(Task input)

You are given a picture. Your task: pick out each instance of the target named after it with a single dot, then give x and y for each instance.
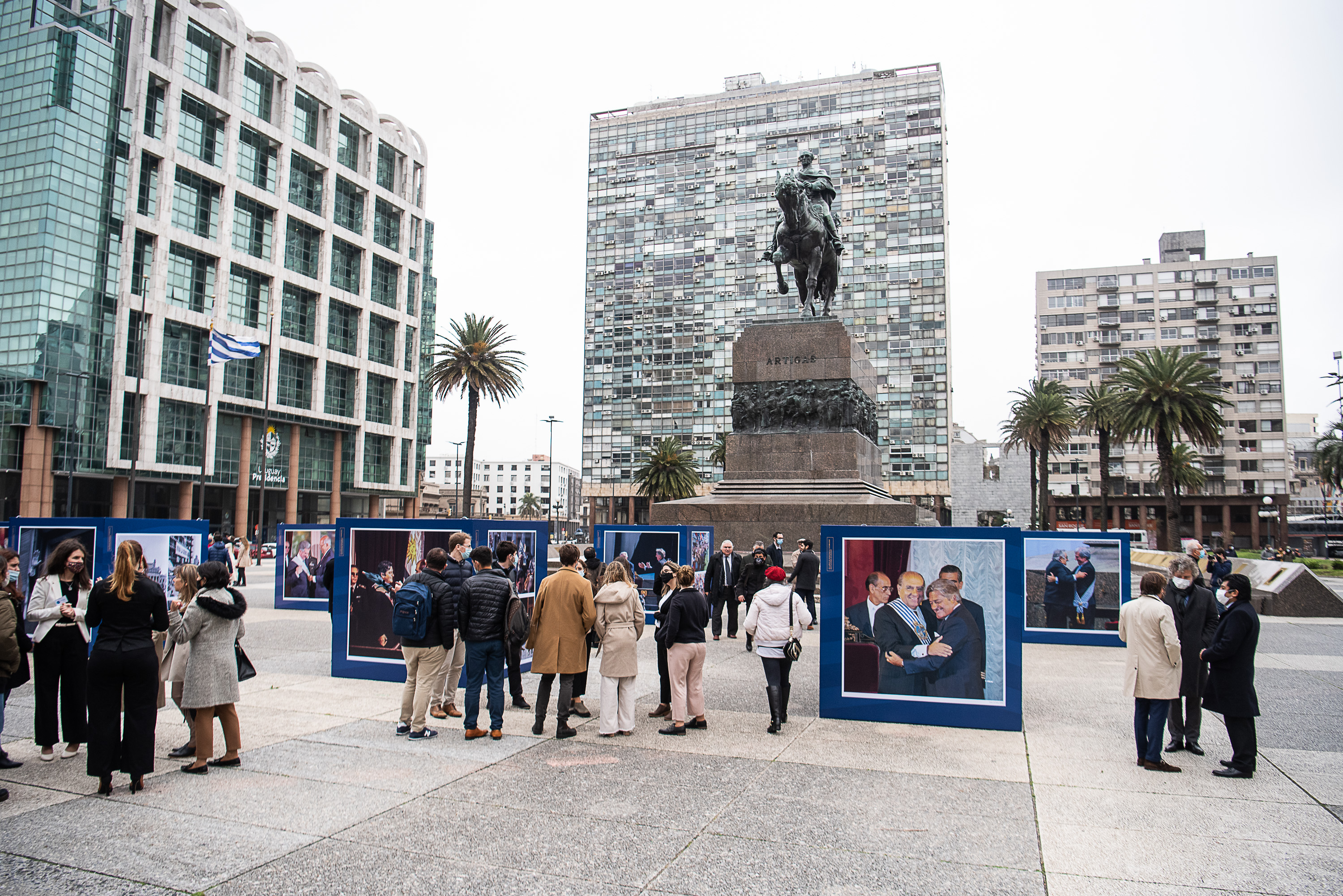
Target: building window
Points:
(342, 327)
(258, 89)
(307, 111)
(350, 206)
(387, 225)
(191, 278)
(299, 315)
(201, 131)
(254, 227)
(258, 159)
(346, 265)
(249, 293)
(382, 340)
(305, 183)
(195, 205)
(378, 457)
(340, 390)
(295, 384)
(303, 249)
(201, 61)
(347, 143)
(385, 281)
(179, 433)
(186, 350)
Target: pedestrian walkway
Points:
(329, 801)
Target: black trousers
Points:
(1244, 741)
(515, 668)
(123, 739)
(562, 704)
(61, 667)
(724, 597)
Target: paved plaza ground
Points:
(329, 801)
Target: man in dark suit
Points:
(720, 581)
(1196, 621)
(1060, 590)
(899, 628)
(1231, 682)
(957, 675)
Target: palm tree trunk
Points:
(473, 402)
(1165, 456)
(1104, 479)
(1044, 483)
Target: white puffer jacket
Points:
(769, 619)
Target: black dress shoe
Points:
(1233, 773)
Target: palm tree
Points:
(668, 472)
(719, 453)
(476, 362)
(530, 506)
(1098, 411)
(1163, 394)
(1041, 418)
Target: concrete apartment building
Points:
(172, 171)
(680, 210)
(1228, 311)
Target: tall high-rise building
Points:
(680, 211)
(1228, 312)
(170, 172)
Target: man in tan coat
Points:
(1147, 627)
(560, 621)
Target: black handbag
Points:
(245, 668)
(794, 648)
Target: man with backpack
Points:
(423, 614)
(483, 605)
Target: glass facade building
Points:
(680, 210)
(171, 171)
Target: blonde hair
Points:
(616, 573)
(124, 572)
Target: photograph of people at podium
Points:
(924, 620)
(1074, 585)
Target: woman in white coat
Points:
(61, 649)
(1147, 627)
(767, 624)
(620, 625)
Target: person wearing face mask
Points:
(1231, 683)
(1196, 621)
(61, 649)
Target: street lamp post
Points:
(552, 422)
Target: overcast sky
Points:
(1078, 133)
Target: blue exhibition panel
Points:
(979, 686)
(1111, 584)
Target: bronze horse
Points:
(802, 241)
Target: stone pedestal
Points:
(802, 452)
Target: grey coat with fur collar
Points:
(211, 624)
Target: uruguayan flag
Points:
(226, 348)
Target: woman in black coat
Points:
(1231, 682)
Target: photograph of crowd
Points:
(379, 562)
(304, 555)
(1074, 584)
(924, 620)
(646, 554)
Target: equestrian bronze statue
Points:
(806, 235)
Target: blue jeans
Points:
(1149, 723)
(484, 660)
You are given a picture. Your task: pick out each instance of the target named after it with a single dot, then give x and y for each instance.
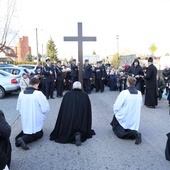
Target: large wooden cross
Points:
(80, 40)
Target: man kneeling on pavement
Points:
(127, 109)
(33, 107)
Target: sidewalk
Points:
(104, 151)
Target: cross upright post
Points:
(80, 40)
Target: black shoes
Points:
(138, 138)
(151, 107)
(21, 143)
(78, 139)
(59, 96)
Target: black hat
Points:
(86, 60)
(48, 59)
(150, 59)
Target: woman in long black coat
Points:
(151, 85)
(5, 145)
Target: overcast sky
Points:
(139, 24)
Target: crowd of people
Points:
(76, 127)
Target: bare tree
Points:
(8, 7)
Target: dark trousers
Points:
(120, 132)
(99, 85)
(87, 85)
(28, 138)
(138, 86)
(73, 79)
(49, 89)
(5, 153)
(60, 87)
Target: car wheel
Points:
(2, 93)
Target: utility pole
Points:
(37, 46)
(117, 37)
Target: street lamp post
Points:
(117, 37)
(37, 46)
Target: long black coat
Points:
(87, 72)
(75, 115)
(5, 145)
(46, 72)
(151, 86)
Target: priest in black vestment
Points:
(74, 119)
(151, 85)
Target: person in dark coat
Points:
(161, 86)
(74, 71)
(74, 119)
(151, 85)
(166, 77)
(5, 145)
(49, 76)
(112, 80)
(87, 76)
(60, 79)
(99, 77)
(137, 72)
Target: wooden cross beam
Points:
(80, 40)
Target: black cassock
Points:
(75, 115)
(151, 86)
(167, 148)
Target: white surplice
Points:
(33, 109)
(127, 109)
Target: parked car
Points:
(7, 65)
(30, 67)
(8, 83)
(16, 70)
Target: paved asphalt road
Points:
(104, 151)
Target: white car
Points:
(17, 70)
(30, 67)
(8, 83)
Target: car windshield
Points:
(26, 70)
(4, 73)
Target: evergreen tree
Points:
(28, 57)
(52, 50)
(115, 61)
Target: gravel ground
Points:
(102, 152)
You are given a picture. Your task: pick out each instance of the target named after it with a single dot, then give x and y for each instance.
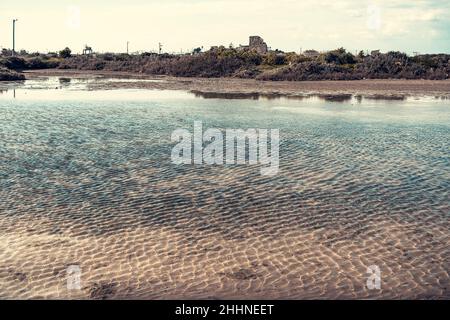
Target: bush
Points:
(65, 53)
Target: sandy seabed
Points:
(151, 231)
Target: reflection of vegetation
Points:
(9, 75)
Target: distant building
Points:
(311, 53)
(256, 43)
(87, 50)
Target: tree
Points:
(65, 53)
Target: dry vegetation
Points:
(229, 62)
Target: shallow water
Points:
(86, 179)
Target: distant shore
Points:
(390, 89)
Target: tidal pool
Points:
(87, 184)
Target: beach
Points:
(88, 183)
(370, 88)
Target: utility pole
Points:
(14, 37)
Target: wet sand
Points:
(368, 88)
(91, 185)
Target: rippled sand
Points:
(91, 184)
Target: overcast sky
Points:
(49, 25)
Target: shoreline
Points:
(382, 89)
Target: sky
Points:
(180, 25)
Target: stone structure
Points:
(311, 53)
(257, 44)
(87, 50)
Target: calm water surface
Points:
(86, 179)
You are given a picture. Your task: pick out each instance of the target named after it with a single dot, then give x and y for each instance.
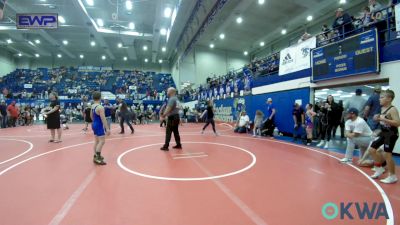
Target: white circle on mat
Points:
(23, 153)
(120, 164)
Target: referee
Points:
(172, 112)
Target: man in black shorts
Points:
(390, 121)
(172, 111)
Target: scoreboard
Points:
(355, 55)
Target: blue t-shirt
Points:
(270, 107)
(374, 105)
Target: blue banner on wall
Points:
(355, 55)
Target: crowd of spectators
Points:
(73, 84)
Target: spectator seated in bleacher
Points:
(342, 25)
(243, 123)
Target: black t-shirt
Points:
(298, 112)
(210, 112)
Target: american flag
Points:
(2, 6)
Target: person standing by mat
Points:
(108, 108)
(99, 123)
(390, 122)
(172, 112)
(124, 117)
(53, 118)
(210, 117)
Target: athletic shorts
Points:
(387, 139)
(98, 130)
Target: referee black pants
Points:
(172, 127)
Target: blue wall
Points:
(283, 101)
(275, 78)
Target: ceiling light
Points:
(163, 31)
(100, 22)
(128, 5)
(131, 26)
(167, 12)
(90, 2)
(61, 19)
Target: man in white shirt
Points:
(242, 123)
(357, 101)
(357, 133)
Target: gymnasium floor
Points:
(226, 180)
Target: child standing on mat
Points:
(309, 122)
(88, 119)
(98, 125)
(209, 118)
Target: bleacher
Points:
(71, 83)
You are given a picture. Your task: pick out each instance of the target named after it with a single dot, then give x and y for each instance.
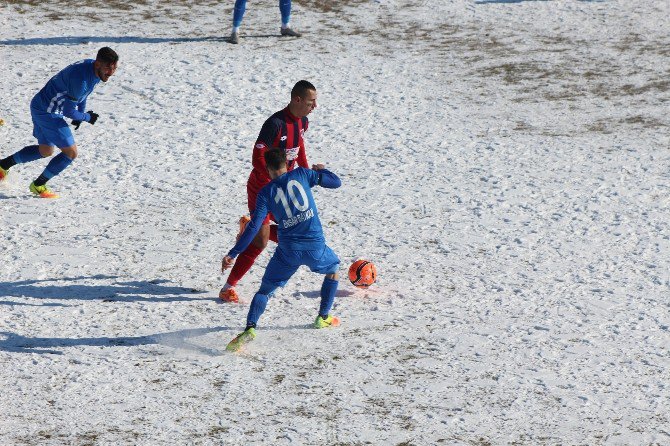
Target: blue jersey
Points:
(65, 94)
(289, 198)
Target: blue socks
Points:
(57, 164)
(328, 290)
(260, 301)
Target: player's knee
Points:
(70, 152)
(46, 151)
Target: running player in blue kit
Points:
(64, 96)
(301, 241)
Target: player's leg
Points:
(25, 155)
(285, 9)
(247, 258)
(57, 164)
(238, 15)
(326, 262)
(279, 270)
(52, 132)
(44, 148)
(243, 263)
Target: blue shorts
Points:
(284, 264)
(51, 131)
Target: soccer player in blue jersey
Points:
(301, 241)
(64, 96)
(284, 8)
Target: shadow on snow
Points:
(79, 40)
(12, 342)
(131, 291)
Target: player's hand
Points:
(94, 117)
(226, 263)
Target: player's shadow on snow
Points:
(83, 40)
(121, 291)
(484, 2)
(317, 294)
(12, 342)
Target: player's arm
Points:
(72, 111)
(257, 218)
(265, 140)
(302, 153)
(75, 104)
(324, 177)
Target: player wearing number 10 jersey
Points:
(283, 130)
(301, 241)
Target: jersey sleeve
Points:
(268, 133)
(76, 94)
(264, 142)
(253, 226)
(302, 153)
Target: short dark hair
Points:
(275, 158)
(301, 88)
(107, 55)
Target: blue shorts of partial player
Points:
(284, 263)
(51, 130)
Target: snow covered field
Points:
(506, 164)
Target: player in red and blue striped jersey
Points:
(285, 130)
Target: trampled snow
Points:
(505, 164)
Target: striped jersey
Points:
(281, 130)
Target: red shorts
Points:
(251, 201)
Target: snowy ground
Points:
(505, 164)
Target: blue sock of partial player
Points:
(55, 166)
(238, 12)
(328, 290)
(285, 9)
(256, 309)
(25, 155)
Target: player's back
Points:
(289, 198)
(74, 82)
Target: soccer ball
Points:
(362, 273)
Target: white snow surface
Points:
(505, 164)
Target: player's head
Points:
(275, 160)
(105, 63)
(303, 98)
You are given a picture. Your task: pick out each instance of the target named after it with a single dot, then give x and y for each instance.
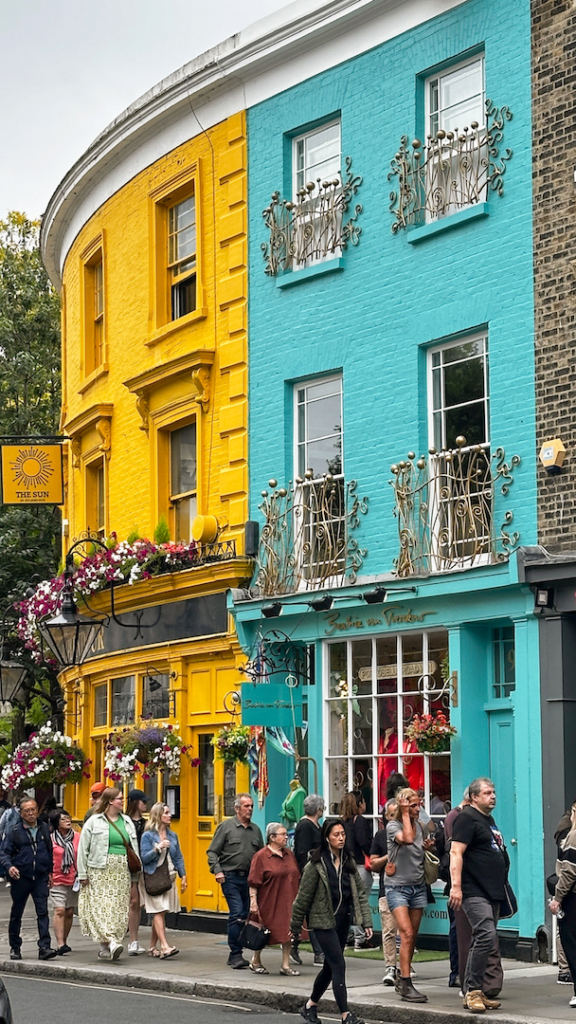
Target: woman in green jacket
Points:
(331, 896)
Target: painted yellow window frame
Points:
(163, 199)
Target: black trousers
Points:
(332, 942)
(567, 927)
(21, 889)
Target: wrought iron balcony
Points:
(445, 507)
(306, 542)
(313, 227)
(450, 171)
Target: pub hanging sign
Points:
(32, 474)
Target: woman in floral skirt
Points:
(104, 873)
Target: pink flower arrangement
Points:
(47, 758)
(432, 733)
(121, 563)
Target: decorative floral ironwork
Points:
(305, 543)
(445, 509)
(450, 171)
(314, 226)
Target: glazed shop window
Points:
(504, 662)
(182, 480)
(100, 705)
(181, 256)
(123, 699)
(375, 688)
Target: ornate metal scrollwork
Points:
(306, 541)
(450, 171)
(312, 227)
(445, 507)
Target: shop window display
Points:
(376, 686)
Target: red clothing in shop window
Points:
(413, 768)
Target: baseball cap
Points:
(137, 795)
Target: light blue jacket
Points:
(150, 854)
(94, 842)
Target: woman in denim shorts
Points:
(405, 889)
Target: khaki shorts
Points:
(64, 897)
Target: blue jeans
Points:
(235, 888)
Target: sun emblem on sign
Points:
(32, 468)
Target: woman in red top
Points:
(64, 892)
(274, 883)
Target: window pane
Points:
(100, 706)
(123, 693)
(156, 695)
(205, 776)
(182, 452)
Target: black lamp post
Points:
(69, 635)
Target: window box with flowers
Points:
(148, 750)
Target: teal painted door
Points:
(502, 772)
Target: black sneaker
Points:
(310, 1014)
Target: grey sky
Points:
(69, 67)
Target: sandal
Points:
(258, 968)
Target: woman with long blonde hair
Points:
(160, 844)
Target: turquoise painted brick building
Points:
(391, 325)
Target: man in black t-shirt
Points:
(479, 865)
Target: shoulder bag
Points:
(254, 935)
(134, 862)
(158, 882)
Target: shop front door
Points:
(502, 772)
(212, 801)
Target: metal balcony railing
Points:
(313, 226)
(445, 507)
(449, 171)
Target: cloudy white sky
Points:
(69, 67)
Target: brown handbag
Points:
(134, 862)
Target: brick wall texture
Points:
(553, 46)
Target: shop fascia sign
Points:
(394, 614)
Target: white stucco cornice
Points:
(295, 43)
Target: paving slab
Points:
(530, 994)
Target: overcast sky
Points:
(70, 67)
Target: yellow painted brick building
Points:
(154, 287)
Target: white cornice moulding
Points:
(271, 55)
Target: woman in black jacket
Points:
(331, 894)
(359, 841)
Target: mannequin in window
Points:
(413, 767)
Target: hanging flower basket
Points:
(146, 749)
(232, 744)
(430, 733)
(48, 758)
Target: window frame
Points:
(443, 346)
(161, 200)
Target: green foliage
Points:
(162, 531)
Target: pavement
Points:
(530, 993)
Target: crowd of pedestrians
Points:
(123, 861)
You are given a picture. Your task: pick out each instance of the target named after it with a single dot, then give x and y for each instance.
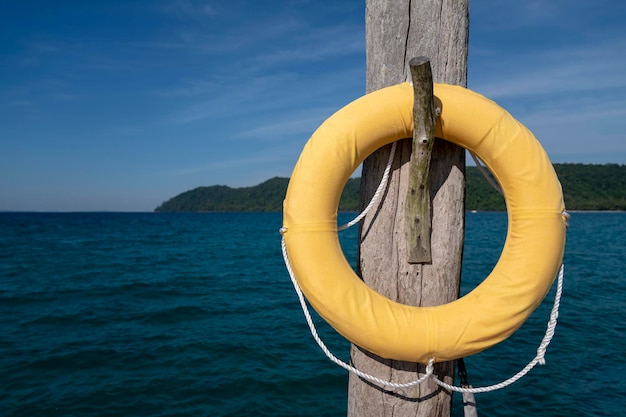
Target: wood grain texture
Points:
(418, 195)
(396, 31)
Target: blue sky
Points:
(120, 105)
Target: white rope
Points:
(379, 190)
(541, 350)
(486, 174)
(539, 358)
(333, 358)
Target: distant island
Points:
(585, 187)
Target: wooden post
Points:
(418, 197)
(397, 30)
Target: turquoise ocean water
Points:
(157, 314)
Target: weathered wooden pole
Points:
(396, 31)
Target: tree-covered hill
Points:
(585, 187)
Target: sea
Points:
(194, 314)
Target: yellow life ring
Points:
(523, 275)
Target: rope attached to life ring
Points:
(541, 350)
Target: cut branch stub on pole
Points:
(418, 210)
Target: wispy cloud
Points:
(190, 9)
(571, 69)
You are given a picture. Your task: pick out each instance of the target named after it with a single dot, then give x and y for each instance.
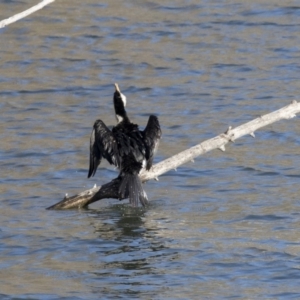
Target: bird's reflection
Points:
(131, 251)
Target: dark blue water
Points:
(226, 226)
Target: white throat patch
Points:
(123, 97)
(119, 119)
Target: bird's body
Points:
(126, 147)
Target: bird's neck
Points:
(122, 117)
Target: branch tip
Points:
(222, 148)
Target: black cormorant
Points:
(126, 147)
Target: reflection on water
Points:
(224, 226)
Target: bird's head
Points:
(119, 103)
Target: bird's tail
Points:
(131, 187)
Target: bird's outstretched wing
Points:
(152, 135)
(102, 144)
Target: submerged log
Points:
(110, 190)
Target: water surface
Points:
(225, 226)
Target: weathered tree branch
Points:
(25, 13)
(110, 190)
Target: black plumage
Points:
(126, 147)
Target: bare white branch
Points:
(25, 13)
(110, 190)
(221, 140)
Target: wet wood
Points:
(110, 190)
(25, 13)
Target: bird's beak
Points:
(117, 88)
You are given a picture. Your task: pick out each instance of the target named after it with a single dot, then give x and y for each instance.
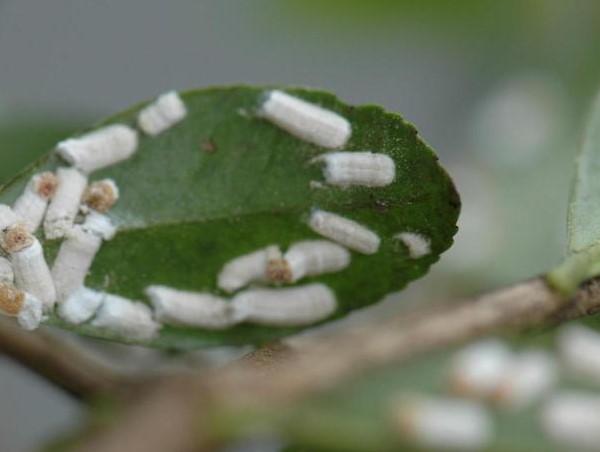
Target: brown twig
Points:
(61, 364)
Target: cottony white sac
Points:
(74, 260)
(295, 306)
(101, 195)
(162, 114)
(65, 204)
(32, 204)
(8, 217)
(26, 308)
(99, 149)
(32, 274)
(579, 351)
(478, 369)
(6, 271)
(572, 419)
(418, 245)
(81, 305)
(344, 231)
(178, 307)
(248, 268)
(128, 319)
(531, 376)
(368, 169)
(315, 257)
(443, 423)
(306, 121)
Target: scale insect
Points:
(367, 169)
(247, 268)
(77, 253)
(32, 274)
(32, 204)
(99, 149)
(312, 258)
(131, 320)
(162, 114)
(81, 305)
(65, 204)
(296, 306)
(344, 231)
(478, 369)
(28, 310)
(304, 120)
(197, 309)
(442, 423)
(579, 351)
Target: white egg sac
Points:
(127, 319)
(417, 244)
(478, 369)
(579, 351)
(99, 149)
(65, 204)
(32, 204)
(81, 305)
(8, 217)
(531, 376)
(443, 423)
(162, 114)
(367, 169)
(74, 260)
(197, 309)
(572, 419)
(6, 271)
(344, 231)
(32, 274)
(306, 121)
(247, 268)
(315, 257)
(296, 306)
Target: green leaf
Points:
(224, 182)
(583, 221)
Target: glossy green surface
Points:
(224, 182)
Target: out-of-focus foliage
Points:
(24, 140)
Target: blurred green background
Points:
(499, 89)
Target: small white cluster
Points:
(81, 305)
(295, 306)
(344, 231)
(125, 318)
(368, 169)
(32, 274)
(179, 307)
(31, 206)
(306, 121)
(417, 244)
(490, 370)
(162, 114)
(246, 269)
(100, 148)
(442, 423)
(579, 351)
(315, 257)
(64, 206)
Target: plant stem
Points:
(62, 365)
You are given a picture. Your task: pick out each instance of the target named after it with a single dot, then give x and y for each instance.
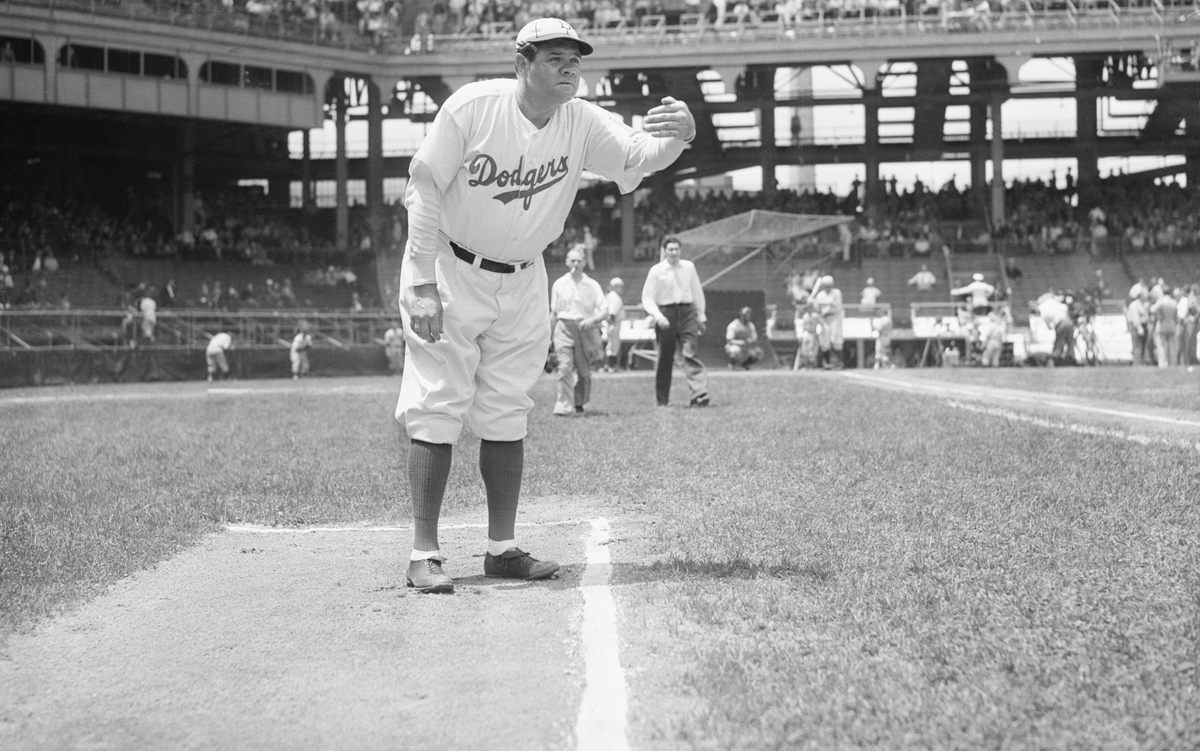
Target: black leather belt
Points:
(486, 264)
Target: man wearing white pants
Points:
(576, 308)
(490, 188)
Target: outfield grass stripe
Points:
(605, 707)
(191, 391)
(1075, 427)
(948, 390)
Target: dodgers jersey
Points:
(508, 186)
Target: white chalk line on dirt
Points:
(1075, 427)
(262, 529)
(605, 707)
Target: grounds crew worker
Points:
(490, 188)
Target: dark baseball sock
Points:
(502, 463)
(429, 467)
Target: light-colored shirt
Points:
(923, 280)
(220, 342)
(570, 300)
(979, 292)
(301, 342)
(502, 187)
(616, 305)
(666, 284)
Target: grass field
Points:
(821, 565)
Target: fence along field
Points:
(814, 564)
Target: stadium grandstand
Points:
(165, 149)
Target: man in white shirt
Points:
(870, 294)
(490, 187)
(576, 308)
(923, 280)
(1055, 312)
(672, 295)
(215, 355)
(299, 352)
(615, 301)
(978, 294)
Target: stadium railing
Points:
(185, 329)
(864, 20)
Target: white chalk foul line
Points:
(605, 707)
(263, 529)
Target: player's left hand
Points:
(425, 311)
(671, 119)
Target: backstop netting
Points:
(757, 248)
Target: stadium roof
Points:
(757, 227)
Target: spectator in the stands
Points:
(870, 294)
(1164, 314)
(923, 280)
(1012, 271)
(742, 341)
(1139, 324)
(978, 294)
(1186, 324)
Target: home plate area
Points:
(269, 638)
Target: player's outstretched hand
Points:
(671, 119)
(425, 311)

(End Task input)

What to produce: Lines from the start of the material through the line containing "Target: building window" are to be restated word for word; no picture may be included.

Problem solution:
You are given a picture. Your task: pick out each instance of the target named after it with a single dot, then give x and y for each instance.
Target: building window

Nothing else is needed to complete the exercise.